[Excerpted data — start]

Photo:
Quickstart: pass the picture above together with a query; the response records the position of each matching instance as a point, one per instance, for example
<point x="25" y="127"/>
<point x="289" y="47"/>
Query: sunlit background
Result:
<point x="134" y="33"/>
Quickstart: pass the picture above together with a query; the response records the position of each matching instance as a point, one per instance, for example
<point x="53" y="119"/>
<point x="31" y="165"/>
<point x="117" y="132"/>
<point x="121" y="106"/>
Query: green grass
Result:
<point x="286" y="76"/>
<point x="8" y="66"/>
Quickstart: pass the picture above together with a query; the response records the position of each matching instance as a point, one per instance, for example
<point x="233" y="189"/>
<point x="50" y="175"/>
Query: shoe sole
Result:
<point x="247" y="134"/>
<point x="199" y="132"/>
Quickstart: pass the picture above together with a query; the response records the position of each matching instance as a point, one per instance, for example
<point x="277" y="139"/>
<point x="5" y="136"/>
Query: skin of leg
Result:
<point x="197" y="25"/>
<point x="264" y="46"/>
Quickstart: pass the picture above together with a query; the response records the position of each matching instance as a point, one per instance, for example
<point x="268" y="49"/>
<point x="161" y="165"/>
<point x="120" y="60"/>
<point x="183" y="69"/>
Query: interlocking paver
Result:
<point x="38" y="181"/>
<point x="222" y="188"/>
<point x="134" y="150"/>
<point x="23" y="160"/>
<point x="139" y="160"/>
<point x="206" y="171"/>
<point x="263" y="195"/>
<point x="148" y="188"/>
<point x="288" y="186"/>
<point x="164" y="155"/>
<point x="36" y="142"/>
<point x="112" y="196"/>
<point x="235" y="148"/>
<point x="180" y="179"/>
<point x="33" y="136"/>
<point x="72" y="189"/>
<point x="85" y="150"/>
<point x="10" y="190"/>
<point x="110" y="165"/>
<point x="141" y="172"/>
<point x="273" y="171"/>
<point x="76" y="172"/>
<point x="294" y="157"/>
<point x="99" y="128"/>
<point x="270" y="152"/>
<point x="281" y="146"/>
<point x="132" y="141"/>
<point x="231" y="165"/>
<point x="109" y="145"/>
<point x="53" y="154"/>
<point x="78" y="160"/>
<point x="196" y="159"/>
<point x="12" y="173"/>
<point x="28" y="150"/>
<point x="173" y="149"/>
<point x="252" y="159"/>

[Excerpted data — finish]
[Excerpted data — start]

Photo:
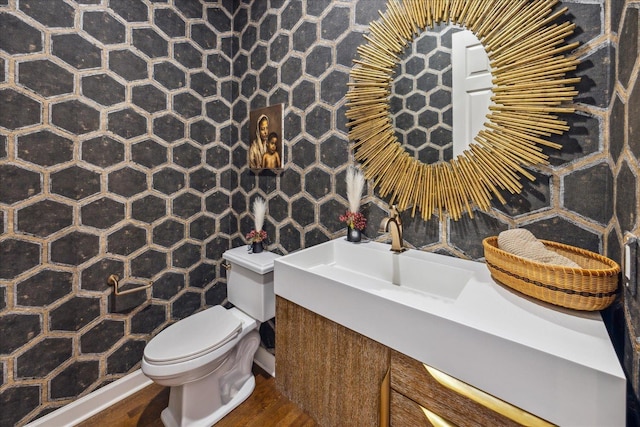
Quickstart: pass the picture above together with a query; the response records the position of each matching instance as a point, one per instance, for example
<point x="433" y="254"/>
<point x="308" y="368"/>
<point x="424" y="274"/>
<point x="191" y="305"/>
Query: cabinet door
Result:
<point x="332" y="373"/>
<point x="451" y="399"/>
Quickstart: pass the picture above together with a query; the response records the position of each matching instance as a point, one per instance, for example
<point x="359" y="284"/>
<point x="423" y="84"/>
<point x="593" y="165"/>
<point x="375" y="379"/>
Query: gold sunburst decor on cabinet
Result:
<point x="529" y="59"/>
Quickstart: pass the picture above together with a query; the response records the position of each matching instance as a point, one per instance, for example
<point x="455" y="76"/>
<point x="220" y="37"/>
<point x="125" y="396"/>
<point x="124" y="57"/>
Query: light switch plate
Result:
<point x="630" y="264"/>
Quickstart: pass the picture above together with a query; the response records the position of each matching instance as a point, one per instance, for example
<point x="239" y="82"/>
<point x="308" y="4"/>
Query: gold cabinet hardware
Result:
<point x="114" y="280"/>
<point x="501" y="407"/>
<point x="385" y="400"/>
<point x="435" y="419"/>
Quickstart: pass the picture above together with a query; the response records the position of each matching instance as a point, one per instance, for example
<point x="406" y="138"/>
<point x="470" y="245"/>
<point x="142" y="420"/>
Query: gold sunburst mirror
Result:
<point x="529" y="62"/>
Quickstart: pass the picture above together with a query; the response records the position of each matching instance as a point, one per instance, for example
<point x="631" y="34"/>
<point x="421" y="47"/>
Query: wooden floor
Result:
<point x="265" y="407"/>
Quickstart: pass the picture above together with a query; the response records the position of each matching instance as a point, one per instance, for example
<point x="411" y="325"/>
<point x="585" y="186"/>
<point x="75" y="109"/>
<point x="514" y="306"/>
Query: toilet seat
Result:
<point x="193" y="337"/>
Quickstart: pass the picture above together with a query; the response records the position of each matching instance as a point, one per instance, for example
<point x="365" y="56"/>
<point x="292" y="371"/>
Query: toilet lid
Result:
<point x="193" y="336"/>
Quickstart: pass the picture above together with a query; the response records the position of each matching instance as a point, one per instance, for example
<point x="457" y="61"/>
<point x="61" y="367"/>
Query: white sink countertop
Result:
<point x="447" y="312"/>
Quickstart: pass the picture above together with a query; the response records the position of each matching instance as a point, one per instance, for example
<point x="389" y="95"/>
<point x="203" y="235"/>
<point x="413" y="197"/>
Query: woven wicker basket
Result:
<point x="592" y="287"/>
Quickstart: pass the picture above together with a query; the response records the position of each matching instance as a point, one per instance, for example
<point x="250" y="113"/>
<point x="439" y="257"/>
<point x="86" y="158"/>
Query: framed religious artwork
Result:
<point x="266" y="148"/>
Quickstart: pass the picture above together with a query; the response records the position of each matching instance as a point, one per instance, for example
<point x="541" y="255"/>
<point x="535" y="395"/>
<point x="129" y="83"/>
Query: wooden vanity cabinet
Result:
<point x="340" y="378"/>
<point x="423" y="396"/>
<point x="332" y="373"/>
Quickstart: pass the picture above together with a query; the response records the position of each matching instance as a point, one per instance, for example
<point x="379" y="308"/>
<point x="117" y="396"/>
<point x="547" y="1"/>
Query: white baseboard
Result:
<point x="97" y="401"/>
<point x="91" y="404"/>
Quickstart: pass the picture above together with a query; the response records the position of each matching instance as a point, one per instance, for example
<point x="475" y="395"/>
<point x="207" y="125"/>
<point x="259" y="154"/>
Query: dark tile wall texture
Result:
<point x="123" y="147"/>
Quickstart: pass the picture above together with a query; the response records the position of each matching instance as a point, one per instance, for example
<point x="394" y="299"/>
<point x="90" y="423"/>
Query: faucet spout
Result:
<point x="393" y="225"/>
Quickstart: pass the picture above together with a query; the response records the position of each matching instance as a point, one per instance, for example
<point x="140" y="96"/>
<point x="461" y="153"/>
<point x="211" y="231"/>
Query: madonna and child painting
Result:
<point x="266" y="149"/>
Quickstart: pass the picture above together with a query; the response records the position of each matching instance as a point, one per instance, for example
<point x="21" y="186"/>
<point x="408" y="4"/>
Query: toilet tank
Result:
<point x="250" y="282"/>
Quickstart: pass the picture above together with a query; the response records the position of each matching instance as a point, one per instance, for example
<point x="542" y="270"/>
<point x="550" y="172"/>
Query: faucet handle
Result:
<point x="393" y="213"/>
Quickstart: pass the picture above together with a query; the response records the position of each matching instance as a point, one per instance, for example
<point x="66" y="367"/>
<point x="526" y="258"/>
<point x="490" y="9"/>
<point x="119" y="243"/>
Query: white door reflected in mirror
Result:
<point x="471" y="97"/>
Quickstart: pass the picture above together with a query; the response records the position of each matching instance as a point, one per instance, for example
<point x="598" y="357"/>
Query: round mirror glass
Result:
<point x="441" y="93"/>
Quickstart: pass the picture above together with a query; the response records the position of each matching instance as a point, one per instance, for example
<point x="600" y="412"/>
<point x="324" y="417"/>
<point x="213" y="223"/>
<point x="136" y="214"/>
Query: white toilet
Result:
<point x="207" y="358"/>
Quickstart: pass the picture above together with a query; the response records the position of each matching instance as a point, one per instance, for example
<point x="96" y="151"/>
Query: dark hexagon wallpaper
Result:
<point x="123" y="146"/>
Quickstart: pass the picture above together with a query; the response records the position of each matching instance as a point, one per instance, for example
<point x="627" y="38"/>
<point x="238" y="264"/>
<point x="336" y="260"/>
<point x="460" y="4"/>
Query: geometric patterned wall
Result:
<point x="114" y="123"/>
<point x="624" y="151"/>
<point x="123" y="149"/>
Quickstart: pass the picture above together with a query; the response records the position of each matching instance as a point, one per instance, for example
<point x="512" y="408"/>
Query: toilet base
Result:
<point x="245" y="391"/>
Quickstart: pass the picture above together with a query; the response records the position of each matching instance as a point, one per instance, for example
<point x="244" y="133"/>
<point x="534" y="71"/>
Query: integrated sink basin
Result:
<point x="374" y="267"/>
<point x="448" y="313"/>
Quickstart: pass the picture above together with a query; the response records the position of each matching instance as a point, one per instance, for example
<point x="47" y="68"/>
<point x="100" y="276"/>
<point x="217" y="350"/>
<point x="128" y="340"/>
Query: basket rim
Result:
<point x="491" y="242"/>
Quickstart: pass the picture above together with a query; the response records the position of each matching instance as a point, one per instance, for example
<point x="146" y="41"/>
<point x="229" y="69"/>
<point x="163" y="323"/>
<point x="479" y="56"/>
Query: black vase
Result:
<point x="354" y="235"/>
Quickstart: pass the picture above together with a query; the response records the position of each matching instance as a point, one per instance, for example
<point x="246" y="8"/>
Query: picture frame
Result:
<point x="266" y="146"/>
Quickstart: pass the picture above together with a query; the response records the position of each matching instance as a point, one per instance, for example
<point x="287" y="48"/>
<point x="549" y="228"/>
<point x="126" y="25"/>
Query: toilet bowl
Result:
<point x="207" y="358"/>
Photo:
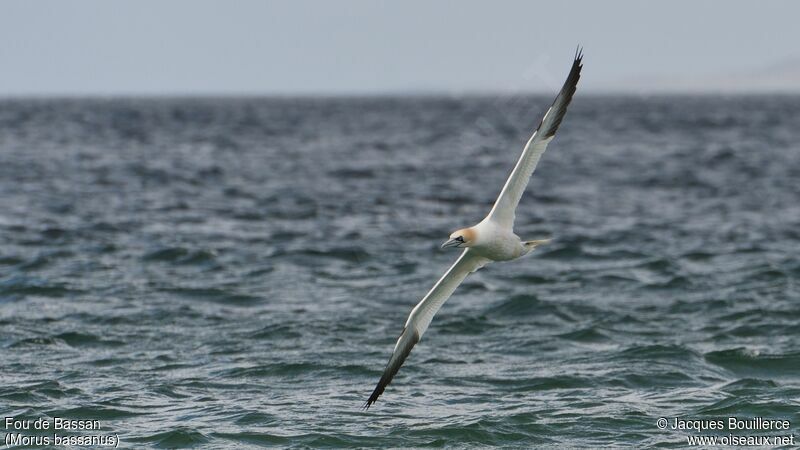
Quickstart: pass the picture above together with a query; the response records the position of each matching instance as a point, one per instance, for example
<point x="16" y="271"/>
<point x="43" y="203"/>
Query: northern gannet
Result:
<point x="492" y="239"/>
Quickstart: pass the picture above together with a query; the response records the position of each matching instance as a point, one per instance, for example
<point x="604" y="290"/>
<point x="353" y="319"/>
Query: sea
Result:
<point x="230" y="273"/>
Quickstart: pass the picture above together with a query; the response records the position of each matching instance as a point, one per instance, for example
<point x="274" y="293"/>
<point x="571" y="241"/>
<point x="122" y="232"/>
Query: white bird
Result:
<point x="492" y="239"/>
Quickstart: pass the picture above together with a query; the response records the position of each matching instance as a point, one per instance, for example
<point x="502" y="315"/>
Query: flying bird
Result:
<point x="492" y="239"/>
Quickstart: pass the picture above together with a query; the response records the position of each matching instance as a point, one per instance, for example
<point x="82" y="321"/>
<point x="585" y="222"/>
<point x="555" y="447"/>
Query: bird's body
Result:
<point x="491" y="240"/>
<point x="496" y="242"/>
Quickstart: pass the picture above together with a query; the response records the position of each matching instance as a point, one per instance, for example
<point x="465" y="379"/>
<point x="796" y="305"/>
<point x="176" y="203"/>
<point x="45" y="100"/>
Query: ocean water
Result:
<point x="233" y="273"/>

[Excerpted data — finish]

Where does "cabinet" appear in the records above? Copy every line that has it.

Query: cabinet door
Query: gold sunburst decor on cabinet
Query: gold cabinet hardware
Query: wooden vanity cabinet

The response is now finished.